→ **What you are asked to do**
The lines to extract begin at the one containing "Please mark every instance of the player's neck" and run to the end of the listing; set them down exactly and alone.

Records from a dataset
───

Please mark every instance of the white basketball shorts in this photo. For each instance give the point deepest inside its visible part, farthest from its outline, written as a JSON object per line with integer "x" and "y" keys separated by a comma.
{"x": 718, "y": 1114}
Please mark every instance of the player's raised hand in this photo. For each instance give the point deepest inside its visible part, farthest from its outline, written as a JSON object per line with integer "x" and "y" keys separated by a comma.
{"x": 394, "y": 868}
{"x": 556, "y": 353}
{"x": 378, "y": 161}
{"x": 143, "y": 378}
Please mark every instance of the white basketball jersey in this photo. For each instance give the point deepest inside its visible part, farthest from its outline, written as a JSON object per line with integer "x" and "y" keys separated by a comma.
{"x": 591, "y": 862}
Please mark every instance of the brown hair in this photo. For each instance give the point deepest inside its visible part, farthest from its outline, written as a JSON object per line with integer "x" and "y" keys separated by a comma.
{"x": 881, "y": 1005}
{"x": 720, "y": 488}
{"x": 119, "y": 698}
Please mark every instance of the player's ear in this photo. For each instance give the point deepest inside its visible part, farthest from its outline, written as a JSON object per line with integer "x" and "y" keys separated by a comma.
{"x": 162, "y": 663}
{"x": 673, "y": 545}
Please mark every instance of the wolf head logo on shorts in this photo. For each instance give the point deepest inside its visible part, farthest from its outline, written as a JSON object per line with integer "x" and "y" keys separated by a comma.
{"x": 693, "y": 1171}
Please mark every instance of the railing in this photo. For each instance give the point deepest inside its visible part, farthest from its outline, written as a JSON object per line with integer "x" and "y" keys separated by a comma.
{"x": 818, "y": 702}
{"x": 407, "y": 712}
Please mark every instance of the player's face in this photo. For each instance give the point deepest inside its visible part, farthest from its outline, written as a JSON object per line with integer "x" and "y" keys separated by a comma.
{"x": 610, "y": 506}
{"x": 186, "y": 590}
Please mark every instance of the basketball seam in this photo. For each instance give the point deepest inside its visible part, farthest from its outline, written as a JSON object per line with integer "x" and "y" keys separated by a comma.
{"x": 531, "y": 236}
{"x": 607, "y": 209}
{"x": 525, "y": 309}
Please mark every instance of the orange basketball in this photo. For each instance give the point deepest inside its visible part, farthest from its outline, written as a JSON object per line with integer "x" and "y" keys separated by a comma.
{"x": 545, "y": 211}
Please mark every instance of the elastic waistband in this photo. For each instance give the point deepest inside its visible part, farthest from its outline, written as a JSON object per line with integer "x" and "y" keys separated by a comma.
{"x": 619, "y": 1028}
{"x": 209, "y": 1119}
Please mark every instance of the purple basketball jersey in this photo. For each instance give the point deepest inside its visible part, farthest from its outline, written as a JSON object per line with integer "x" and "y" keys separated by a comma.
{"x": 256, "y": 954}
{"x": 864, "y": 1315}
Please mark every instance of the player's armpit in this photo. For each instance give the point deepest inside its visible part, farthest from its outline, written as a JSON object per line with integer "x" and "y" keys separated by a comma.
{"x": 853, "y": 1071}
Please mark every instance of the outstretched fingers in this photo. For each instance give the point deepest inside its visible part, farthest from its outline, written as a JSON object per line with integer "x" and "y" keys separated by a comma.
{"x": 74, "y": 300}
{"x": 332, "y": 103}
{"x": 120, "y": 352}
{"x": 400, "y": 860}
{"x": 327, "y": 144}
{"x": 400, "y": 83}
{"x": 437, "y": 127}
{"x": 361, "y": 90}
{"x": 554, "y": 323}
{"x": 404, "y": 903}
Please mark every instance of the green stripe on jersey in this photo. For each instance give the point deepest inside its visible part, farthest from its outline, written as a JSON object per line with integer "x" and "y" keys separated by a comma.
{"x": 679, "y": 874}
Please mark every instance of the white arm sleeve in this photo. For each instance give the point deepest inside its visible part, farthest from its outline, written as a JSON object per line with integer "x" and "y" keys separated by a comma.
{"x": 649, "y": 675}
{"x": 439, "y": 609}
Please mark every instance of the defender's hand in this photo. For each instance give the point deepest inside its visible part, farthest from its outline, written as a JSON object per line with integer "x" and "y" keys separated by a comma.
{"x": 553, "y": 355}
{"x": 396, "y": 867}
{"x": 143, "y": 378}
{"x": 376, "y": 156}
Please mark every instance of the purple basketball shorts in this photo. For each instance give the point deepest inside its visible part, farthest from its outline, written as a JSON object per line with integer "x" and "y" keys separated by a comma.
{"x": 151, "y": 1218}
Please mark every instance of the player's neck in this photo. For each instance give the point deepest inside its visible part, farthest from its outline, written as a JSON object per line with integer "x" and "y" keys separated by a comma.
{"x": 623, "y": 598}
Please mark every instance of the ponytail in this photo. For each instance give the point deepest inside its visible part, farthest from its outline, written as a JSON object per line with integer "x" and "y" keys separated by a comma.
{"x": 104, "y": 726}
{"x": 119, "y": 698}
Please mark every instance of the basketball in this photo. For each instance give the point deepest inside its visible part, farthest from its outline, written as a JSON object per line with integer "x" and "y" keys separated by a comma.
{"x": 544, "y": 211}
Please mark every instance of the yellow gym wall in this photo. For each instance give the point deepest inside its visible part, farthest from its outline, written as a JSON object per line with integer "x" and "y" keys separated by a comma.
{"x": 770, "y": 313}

───

→ **Right answer**
Please mark every instance of the player's neck in this photo. For each instance give the point deepest inside its visible part, farthest from its outline, written as a JSON object per line with integer "x" and "y" keys separated by a comma.
{"x": 623, "y": 598}
Please mark every instance of the ponytail in this photo. For each instance give the point deepest inside its visible part, farthest from its outline, written as a JSON object per line with integer "x" and "y" keys separated by a comma.
{"x": 104, "y": 726}
{"x": 119, "y": 698}
Please mark every instance of the basketball in this photo. For each instance give the point deepest inside its visible part, farthest from its outline, written as a JSON object per line with integer "x" and "y" keys separated by a comma.
{"x": 544, "y": 211}
Please mark every instance of the yellow gym wall in this photo. For each instance give the point deepest inside its visible part, farthest from its outline, written as a JSON object per line with integer "x" and "y" keys separated by a comma.
{"x": 770, "y": 313}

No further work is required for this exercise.